** start DATA SHOWN **

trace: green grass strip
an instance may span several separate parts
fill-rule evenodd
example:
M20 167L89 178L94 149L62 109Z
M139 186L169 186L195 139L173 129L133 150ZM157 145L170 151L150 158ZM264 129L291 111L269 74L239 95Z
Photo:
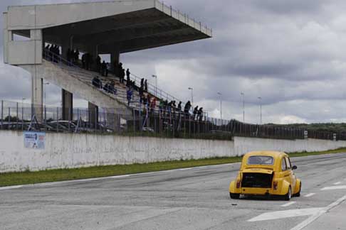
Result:
M322 152L292 153L290 153L290 156L300 157L345 152L346 148L339 148ZM48 170L38 172L26 171L23 172L0 173L0 187L157 172L177 168L227 164L240 161L241 161L241 157L213 158L199 160L172 160L145 164L117 165L74 169Z

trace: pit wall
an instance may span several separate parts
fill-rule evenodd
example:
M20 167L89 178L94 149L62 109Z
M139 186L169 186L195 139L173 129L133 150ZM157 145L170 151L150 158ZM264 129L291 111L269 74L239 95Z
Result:
M94 134L46 133L44 150L24 148L22 132L0 131L0 172L72 168L241 155L250 150L317 151L346 147L346 141L174 139Z

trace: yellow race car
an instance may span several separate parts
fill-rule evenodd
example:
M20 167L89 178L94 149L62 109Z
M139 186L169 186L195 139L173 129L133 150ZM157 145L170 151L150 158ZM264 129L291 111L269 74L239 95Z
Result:
M243 195L300 197L300 180L294 175L288 155L282 152L257 151L244 155L236 180L229 185L231 199Z

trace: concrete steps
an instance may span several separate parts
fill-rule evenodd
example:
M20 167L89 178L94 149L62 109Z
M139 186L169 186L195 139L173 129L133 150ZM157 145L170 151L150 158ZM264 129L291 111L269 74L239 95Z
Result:
M121 114L125 119L132 118L133 110L127 106L126 88L119 87L118 94L114 95L95 87L91 80L98 75L95 72L46 60L37 67L36 71L41 77L78 95L108 113Z

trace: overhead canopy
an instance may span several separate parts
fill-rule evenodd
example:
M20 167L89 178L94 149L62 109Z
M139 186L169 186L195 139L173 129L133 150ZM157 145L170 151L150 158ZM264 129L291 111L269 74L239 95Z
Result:
M97 45L98 53L115 49L123 53L212 36L200 22L156 0L12 6L9 15L9 28L41 28L46 42L62 44L68 40L80 50ZM25 22L28 25L23 26Z

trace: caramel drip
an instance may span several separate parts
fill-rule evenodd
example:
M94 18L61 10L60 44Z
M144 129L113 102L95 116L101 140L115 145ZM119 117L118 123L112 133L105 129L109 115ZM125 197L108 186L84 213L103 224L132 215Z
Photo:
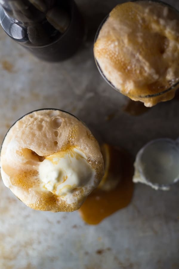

** end DATA SHOWN **

**WHAT IS NEEDED**
Write out everything in the material from the line containing "trace: pit wall" down to the line containing "M94 134L46 133L44", both included, with every character kept the same.

**ANSWER BELOW**
trace: pit wall
an instance may span several separate parts
fill-rule evenodd
example:
M20 167L89 178L94 149L62 109Z
M139 186L169 186L195 139L173 129L133 150ZM157 145L170 151L150 158ZM264 129L291 111L269 74L239 95Z
Result:
M94 134L46 133L44 150L24 148L22 132L0 131L0 172L72 168L241 155L250 150L317 151L346 147L346 141L174 139Z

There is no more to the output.